%%

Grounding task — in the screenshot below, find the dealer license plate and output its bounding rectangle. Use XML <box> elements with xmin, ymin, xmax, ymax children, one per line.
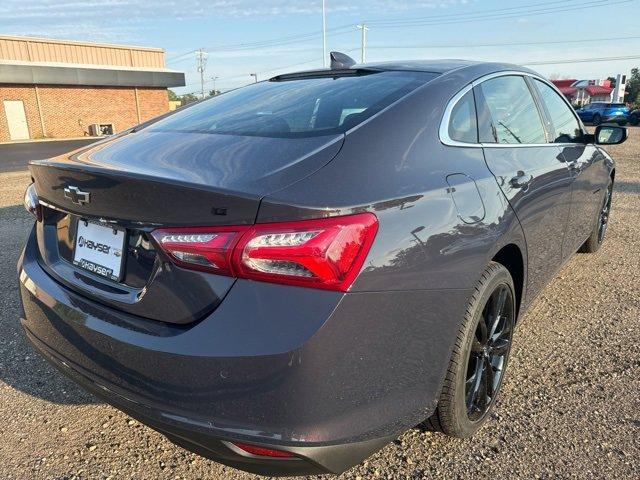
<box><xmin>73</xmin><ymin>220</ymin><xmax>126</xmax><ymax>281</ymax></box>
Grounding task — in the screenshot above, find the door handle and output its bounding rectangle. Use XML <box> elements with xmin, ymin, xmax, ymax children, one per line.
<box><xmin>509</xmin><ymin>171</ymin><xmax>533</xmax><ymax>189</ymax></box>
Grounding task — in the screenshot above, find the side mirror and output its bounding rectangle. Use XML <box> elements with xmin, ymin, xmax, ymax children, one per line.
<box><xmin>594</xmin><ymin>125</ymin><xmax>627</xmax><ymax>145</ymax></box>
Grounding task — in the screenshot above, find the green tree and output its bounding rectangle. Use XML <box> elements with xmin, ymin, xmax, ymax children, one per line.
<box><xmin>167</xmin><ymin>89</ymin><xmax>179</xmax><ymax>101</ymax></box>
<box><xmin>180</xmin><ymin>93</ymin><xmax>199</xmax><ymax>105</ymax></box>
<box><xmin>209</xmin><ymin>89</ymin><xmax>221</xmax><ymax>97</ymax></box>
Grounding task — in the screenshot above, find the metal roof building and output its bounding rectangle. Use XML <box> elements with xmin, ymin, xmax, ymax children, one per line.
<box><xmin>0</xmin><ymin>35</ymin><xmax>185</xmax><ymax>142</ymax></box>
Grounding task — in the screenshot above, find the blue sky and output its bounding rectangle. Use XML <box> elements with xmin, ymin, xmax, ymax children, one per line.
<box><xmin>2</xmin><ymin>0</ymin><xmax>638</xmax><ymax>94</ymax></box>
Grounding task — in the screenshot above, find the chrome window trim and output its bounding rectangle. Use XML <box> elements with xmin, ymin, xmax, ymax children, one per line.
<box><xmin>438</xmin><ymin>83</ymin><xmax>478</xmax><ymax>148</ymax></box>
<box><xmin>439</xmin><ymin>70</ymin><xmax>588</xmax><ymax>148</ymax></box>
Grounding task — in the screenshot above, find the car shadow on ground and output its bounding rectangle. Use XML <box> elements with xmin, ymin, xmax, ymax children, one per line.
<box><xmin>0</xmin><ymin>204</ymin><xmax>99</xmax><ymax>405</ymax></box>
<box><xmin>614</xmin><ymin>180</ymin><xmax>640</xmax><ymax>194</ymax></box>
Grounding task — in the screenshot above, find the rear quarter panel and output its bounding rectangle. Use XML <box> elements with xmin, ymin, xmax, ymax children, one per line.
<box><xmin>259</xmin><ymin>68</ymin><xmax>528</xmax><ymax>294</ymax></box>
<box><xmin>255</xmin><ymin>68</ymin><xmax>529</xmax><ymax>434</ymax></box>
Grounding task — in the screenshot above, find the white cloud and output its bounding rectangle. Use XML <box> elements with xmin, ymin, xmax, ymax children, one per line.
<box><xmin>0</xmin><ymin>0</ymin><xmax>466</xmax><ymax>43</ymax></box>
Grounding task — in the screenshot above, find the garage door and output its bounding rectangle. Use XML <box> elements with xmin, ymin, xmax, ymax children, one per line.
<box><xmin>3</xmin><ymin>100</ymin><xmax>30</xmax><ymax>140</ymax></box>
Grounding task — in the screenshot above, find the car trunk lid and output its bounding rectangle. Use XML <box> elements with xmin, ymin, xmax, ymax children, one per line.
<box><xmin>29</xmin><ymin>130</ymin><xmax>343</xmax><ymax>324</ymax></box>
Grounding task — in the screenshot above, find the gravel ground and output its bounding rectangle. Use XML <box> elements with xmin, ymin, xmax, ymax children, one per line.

%%

Transcribe every entry above exactly as it stands, but skip the images.

Grounding task — in the screenshot below, find the dealer license plate and output its bounding rectangle. Use XML <box> elements with xmin, ymin, xmax, ymax children, one per line.
<box><xmin>73</xmin><ymin>220</ymin><xmax>126</xmax><ymax>281</ymax></box>
Grounding task — in the screenshot above, find the door handle and output its bounding rectangle. Use XML <box> elements with xmin, ymin, xmax, ymax children, one per line.
<box><xmin>509</xmin><ymin>171</ymin><xmax>533</xmax><ymax>189</ymax></box>
Grounding task — in the screenshot above, find the side mirror and output its bounding rectangle. Use XML <box> elements with xmin, ymin, xmax, ymax children, one per line.
<box><xmin>594</xmin><ymin>125</ymin><xmax>627</xmax><ymax>145</ymax></box>
Grounding task — in the screenshot above, find the green tree and output its bounding rectangle. Use XML <box> elements with xmin, ymin, xmax, ymax children, one per line.
<box><xmin>167</xmin><ymin>89</ymin><xmax>179</xmax><ymax>101</ymax></box>
<box><xmin>180</xmin><ymin>93</ymin><xmax>199</xmax><ymax>105</ymax></box>
<box><xmin>209</xmin><ymin>89</ymin><xmax>221</xmax><ymax>97</ymax></box>
Grounding task — in the screenshot above, find the metal roof building and output its bounding rectangle. Use XML <box> elements with xmin, ymin, xmax, ymax children, one per line.
<box><xmin>0</xmin><ymin>35</ymin><xmax>185</xmax><ymax>142</ymax></box>
Grounding task — in the screenshot above, find the blue sky and output its bounding rectangle. Use XML <box> elements with xmin, ymin, xmax, ymax children, one per line.
<box><xmin>2</xmin><ymin>0</ymin><xmax>638</xmax><ymax>94</ymax></box>
Grounding task — in the screenshot above, find the chrome window trim and output its bounding rectangle. Use XML <box> elements with xmin, ymin, xmax, ymax children, one per line.
<box><xmin>438</xmin><ymin>83</ymin><xmax>478</xmax><ymax>148</ymax></box>
<box><xmin>439</xmin><ymin>70</ymin><xmax>588</xmax><ymax>148</ymax></box>
Grounding task — in the screenshot above, find the car shadow on ground and output its bounding rectangle. Use XML <box> elements with xmin, ymin, xmax, ymax children, one per line.
<box><xmin>0</xmin><ymin>204</ymin><xmax>99</xmax><ymax>405</ymax></box>
<box><xmin>614</xmin><ymin>180</ymin><xmax>640</xmax><ymax>194</ymax></box>
Grounding task — in the screenshot above, find the rear quarter panel and output its bounding rectangle. Use XML <box> elements with xmin, ymin, xmax, ymax children, one per line.
<box><xmin>259</xmin><ymin>68</ymin><xmax>528</xmax><ymax>294</ymax></box>
<box><xmin>255</xmin><ymin>68</ymin><xmax>529</xmax><ymax>434</ymax></box>
Grounding task — in the screenshot above, find the white cloud and output its bounding rectangle. Use XML <box> elements with xmin, ymin, xmax, ymax children, one per line.
<box><xmin>0</xmin><ymin>0</ymin><xmax>466</xmax><ymax>43</ymax></box>
Grounding task — in the screenshot above, find the garage door and output its bounding rectangle. Use XML <box> elements with xmin, ymin, xmax, ymax children, one per line.
<box><xmin>3</xmin><ymin>100</ymin><xmax>30</xmax><ymax>140</ymax></box>
Grounding task — in the screenshot above, find the car trunk lid and output its bounding rectangle. Use XML <box> elements with xmin, ymin, xmax, ymax children, one per line.
<box><xmin>29</xmin><ymin>130</ymin><xmax>343</xmax><ymax>324</ymax></box>
Grounding task — in the screenshot above, find the gravel ground and output its bounding rectangle. Use XML <box> elements with xmin, ymin, xmax, ymax children, one per line.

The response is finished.